= Dataset entries =
● ● ● ●

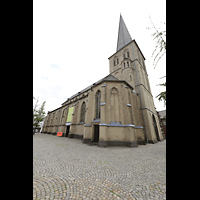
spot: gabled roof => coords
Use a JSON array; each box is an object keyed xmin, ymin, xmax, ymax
[
  {"xmin": 117, "ymin": 14, "xmax": 132, "ymax": 52},
  {"xmin": 108, "ymin": 39, "xmax": 146, "ymax": 60},
  {"xmin": 68, "ymin": 74, "xmax": 119, "ymax": 99},
  {"xmin": 61, "ymin": 74, "xmax": 133, "ymax": 106},
  {"xmin": 99, "ymin": 74, "xmax": 119, "ymax": 81}
]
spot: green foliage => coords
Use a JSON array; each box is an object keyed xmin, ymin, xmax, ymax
[
  {"xmin": 147, "ymin": 16, "xmax": 166, "ymax": 107},
  {"xmin": 156, "ymin": 90, "xmax": 166, "ymax": 106},
  {"xmin": 147, "ymin": 16, "xmax": 166, "ymax": 69},
  {"xmin": 156, "ymin": 84, "xmax": 166, "ymax": 106},
  {"xmin": 155, "ymin": 77, "xmax": 166, "ymax": 106},
  {"xmin": 33, "ymin": 96, "xmax": 46, "ymax": 134}
]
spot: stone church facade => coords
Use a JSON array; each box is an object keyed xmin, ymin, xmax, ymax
[{"xmin": 41, "ymin": 15, "xmax": 163, "ymax": 147}]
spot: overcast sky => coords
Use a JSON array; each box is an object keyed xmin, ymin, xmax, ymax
[{"xmin": 33, "ymin": 0, "xmax": 166, "ymax": 114}]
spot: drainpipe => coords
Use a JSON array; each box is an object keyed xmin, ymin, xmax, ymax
[{"xmin": 131, "ymin": 43, "xmax": 148, "ymax": 143}]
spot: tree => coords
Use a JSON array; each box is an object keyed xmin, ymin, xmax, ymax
[
  {"xmin": 33, "ymin": 96, "xmax": 46, "ymax": 134},
  {"xmin": 147, "ymin": 16, "xmax": 166, "ymax": 107},
  {"xmin": 148, "ymin": 16, "xmax": 166, "ymax": 69},
  {"xmin": 156, "ymin": 80, "xmax": 166, "ymax": 106}
]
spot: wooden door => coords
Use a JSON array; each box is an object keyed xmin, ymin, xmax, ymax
[
  {"xmin": 93, "ymin": 125, "xmax": 99, "ymax": 143},
  {"xmin": 66, "ymin": 126, "xmax": 70, "ymax": 137}
]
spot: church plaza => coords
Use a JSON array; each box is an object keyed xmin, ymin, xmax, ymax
[{"xmin": 33, "ymin": 134, "xmax": 166, "ymax": 199}]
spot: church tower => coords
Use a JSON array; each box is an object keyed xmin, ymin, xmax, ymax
[
  {"xmin": 108, "ymin": 14, "xmax": 163, "ymax": 143},
  {"xmin": 42, "ymin": 14, "xmax": 164, "ymax": 146}
]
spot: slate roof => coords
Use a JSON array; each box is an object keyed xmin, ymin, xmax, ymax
[
  {"xmin": 61, "ymin": 74, "xmax": 133, "ymax": 106},
  {"xmin": 108, "ymin": 15, "xmax": 145, "ymax": 61},
  {"xmin": 68, "ymin": 74, "xmax": 119, "ymax": 98},
  {"xmin": 117, "ymin": 14, "xmax": 132, "ymax": 52}
]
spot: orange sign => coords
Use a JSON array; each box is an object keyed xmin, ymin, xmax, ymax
[{"xmin": 57, "ymin": 132, "xmax": 63, "ymax": 137}]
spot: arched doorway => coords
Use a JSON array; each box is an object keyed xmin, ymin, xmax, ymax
[
  {"xmin": 66, "ymin": 126, "xmax": 70, "ymax": 137},
  {"xmin": 152, "ymin": 115, "xmax": 160, "ymax": 141},
  {"xmin": 93, "ymin": 125, "xmax": 99, "ymax": 143}
]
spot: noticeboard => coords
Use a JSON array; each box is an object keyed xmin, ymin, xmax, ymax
[{"xmin": 66, "ymin": 106, "xmax": 74, "ymax": 123}]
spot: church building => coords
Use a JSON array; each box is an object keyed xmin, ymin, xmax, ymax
[{"xmin": 41, "ymin": 15, "xmax": 163, "ymax": 147}]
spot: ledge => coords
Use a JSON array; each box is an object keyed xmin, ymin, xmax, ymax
[
  {"xmin": 121, "ymin": 84, "xmax": 128, "ymax": 88},
  {"xmin": 99, "ymin": 122, "xmax": 143, "ymax": 129},
  {"xmin": 92, "ymin": 119, "xmax": 100, "ymax": 123},
  {"xmin": 135, "ymin": 83, "xmax": 153, "ymax": 97},
  {"xmin": 140, "ymin": 107, "xmax": 157, "ymax": 116},
  {"xmin": 84, "ymin": 124, "xmax": 92, "ymax": 127},
  {"xmin": 132, "ymin": 90, "xmax": 138, "ymax": 94}
]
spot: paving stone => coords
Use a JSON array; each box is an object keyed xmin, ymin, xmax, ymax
[{"xmin": 33, "ymin": 134, "xmax": 166, "ymax": 199}]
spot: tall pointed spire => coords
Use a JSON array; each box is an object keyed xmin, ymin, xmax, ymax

● ● ● ●

= Problem to solve =
The answer consists of the records repeated exactly, without any images.

= Exercise response =
spot: gabled roof => coords
Use a JSON array; each box is an object keyed xmin, ymin, xmax, ymax
[
  {"xmin": 117, "ymin": 14, "xmax": 132, "ymax": 52},
  {"xmin": 108, "ymin": 39, "xmax": 146, "ymax": 60},
  {"xmin": 68, "ymin": 74, "xmax": 119, "ymax": 99},
  {"xmin": 61, "ymin": 74, "xmax": 133, "ymax": 106},
  {"xmin": 99, "ymin": 74, "xmax": 119, "ymax": 81}
]
spot: green foliage => coords
Use a JSON array; each box is an object keyed xmin, ymin, xmax, ymax
[
  {"xmin": 147, "ymin": 16, "xmax": 166, "ymax": 107},
  {"xmin": 156, "ymin": 90, "xmax": 166, "ymax": 106},
  {"xmin": 147, "ymin": 16, "xmax": 166, "ymax": 69},
  {"xmin": 156, "ymin": 84, "xmax": 166, "ymax": 106},
  {"xmin": 155, "ymin": 77, "xmax": 166, "ymax": 106},
  {"xmin": 33, "ymin": 96, "xmax": 46, "ymax": 134}
]
spot: stone church facade => coords
Use a JSON array; each box is an object keyed xmin, ymin, xmax, ymax
[{"xmin": 41, "ymin": 15, "xmax": 163, "ymax": 147}]
spot: overcast sky => coords
Use a JSON array; each box is an object keyed xmin, ymin, xmax, ymax
[{"xmin": 33, "ymin": 0, "xmax": 166, "ymax": 114}]
spot: drainpipe => coords
Use a JSON array; each box is an object keyed xmin, ymin, xmax, ymax
[{"xmin": 131, "ymin": 43, "xmax": 148, "ymax": 143}]
spot: tree => coords
Use a JSON array; each box is an object keyed xmin, ymin, xmax, ymax
[
  {"xmin": 33, "ymin": 96, "xmax": 46, "ymax": 134},
  {"xmin": 147, "ymin": 16, "xmax": 166, "ymax": 107},
  {"xmin": 148, "ymin": 16, "xmax": 166, "ymax": 69},
  {"xmin": 156, "ymin": 80, "xmax": 166, "ymax": 106}
]
spot: wooden door => coords
Use a JSON array; each box is an object keyed xmin, ymin, xmax, ymax
[
  {"xmin": 93, "ymin": 125, "xmax": 99, "ymax": 143},
  {"xmin": 66, "ymin": 126, "xmax": 70, "ymax": 137}
]
spot: church plaza => coords
Use a JSON array; each box is an object keyed xmin, ymin, xmax, ymax
[{"xmin": 33, "ymin": 134, "xmax": 166, "ymax": 199}]
spot: church tower => coords
Use a JSON array; each box is an object keyed xmin, ymin, xmax, ymax
[
  {"xmin": 108, "ymin": 14, "xmax": 163, "ymax": 143},
  {"xmin": 42, "ymin": 14, "xmax": 164, "ymax": 146}
]
spot: slate roof => coords
Use a JSON array; each box is an object keyed xmin, ymin, xmax, ymax
[
  {"xmin": 61, "ymin": 74, "xmax": 133, "ymax": 106},
  {"xmin": 108, "ymin": 15, "xmax": 145, "ymax": 61},
  {"xmin": 68, "ymin": 74, "xmax": 119, "ymax": 98},
  {"xmin": 117, "ymin": 14, "xmax": 132, "ymax": 52}
]
spot: orange sign => coords
Use a JSON array; each box is an object keyed xmin, ymin, xmax, ymax
[{"xmin": 57, "ymin": 132, "xmax": 63, "ymax": 137}]
spot: arched doorway => coords
Use a JSON array; each box is an object keyed xmin, ymin, xmax, ymax
[
  {"xmin": 66, "ymin": 126, "xmax": 70, "ymax": 137},
  {"xmin": 152, "ymin": 115, "xmax": 160, "ymax": 141},
  {"xmin": 93, "ymin": 125, "xmax": 99, "ymax": 143}
]
spot: noticeboard => coords
Use a JSON array; each box is an object keyed xmin, ymin, xmax, ymax
[{"xmin": 66, "ymin": 106, "xmax": 74, "ymax": 123}]
spot: church building => coords
Use a JSON array; each box is an object keyed xmin, ymin, xmax, ymax
[{"xmin": 41, "ymin": 15, "xmax": 163, "ymax": 147}]
spot: ledge => coords
Use a JSON array; each box is an object keyed xmin, ymin, xmax, ymax
[
  {"xmin": 121, "ymin": 84, "xmax": 128, "ymax": 88},
  {"xmin": 99, "ymin": 122, "xmax": 143, "ymax": 129},
  {"xmin": 92, "ymin": 119, "xmax": 100, "ymax": 123},
  {"xmin": 135, "ymin": 83, "xmax": 153, "ymax": 97},
  {"xmin": 140, "ymin": 107, "xmax": 157, "ymax": 116},
  {"xmin": 84, "ymin": 124, "xmax": 92, "ymax": 127},
  {"xmin": 132, "ymin": 90, "xmax": 138, "ymax": 94}
]
spot: paving stone => coords
Use a JSON array; each box is an object keyed xmin, ymin, xmax, ymax
[{"xmin": 33, "ymin": 134, "xmax": 166, "ymax": 199}]
spot: tall pointed spire => coords
Use a JSON array; each box is an object keyed xmin, ymin, xmax, ymax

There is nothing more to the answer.